Data records
·····

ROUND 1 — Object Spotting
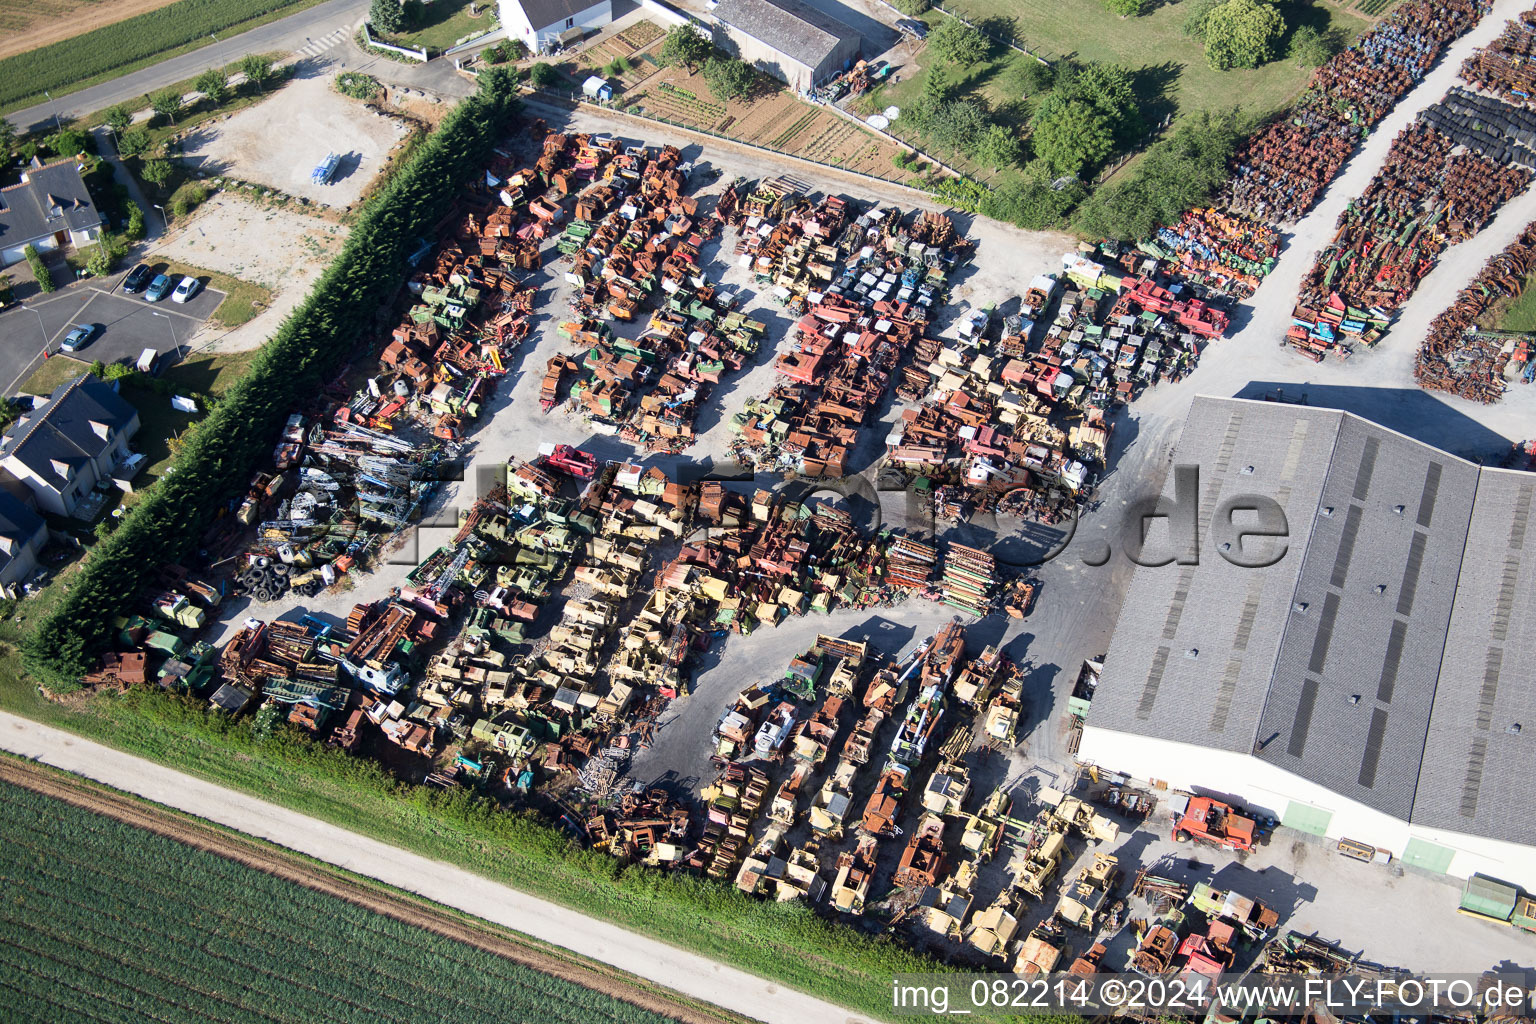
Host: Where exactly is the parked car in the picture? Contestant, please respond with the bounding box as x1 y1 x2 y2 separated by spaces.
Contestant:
59 323 96 353
899 18 928 38
122 263 152 293
145 274 174 301
171 275 201 303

·····

== Work item ==
Please reproduce every record exactly as written, excluding the pictures.

== Completed task ==
ROUND 1 — Object Spotting
Host: Where exactly is the parked car in the picture? Contestant, please respond with the bounding box as x1 y1 x2 y2 separated by spaces.
Contestant:
59 323 96 353
899 18 928 38
122 263 152 293
145 274 174 301
171 275 201 303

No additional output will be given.